→ **Given passage**
┄┄┄┄┄┄┄┄┄┄
I’m not a numbers person at all, but my fictional worlds have got to make mathematical sense. It’s my pet hate, when I’m reading a novel and the character’s ages or years don’t add up – pulls me right out of it. I’m also a really irritating person to sit beside if you’re watching a film or long-running tv series with continuity errors – my fella rolls his eyes and calls me Continuity Jones. As I mentioned, my new book takes place over fifty years, and I had so many charts on the go to make sure that the various dates and ages added up correctly.
What are you reading at the moment?
David Keenan’s This Is Memorial Device (shamefully, finally) and Brit Bennett’s The Vanishing Half. Both are blimming excellent so far. I used to be a very fast, prolific reader and I’m really looking forward to that coming back when the kids are a bit more independent. Oh crikey, this whole interview is just basically “SMALL CHILDREN ARE DIFFICULT”, isn’t it?
┄┄┄┄┄┄┄┄┄┄
→ **Excerpted data**
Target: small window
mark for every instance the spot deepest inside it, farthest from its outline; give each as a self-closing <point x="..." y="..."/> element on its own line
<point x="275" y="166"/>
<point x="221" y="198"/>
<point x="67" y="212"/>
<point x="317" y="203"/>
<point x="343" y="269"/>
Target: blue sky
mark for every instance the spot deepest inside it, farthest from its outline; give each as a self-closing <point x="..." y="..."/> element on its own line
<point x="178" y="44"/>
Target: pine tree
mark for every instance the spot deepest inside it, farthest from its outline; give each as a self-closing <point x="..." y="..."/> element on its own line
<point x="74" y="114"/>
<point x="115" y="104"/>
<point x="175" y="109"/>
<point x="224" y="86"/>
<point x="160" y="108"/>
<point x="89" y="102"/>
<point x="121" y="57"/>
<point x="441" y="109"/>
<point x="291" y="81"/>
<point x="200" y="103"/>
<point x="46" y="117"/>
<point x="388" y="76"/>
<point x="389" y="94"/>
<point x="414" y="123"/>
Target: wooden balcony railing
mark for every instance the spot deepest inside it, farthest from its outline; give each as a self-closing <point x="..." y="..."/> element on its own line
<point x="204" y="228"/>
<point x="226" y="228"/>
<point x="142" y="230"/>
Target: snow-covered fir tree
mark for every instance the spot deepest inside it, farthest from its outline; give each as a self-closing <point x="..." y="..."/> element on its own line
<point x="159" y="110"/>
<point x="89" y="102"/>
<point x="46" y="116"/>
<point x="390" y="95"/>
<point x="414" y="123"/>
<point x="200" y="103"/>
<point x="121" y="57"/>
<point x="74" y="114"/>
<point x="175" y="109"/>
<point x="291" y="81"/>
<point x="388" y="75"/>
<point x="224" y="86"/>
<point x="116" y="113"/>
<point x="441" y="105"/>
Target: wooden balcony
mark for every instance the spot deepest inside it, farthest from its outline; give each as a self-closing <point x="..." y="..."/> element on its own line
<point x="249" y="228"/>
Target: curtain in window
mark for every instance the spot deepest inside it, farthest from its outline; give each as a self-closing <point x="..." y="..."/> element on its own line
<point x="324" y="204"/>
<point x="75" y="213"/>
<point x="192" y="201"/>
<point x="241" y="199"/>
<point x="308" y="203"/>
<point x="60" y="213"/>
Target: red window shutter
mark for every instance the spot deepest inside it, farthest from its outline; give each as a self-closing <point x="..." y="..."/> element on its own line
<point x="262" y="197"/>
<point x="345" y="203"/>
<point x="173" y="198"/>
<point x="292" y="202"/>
┄┄┄┄┄┄┄┄┄┄
→ **What you will do**
1. In the interview, what nickname does the writer's partner use when they point out continuity errors?
2. Pick up the interview from where it stops.
The data above come from a separate source.

→ **Outputs**
1. Continuity Jones.

2.
What’s the most useful advice you could give to an aspiring author?
SWITCH THE INTERNET OFF. In fact, block it. I use a blocker called Freedom, which you can set in advance, because Past Kirstin is much more trustworthy than Present Moment Kirstin, but there are loads of others out there. Seriously, the internet is no good for any sort of sustained piece of work; it will always lure you down tunnels of nothing with its siren calls of celebrity gossip or clickbait outrage. Switch it off. Block it. You don’t need to know who’s fighting who on Twitter for the next two hours. You’ll thank me for this.
Another good one is taking the content away from the computer. Get some coloured pens and an A2 pad and draw diagrams, or spider charts, or do some working out. Stick post-its on a bit of wall. It helps get a sense of the size of the universe you’re creating if you can take it outside of your wee lighty-up box and let it grow in different forms from black words-on-white screen.
Tell us about the book you’re promoting.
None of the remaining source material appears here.